• _Excerpted data_
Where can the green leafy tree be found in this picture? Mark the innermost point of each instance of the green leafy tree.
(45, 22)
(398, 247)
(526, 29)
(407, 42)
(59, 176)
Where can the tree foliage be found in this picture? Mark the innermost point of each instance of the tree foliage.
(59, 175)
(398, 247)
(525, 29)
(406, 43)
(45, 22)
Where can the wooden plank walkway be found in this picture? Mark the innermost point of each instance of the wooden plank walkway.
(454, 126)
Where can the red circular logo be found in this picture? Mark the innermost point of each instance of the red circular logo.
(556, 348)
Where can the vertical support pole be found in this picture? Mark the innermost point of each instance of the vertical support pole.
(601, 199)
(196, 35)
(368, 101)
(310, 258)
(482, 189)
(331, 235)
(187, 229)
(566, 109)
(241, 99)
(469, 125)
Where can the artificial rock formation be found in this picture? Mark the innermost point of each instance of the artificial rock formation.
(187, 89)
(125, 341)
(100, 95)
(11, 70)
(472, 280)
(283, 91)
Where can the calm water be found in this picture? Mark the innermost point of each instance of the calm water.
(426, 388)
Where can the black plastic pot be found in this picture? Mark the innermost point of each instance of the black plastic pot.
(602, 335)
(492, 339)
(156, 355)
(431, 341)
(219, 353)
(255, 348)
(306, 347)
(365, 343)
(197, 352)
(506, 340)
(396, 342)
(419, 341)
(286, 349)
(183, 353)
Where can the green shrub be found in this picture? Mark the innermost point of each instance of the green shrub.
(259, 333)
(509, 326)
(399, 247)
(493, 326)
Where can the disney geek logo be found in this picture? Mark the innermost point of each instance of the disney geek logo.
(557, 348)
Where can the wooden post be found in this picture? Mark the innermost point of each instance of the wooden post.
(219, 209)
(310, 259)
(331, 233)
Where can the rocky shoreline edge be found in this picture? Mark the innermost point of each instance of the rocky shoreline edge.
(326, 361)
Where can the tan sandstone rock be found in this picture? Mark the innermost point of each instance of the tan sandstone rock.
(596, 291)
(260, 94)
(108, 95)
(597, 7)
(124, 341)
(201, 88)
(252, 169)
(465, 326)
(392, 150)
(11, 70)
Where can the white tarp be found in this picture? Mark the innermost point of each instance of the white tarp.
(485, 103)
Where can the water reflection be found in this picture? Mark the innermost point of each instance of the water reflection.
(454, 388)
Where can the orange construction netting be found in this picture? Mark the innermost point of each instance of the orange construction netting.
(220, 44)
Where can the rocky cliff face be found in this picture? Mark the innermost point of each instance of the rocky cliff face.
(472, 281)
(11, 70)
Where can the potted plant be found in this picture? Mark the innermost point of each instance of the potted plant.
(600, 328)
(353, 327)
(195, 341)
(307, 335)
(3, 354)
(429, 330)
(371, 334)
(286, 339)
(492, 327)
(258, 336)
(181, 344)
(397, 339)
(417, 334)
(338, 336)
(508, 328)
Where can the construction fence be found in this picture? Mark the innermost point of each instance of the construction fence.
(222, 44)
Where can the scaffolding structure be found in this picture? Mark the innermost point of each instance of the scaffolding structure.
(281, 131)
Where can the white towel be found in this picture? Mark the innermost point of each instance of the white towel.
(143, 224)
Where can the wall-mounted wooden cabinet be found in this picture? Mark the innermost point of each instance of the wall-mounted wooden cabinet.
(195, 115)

• _Problem description_
Give again only the lines of the material above that run from the one with "Where can the white towel" through the end, both included, exactly as they appear.

• _Output below_
Where can the white towel be found in this picture? Mark the innermost point of each instance of the white towel.
(143, 224)
Where can the wall-mounted wooden cabinet be found in this picture? Mark the innermost point of each instance of the wall-mounted wooden cabinet.
(195, 115)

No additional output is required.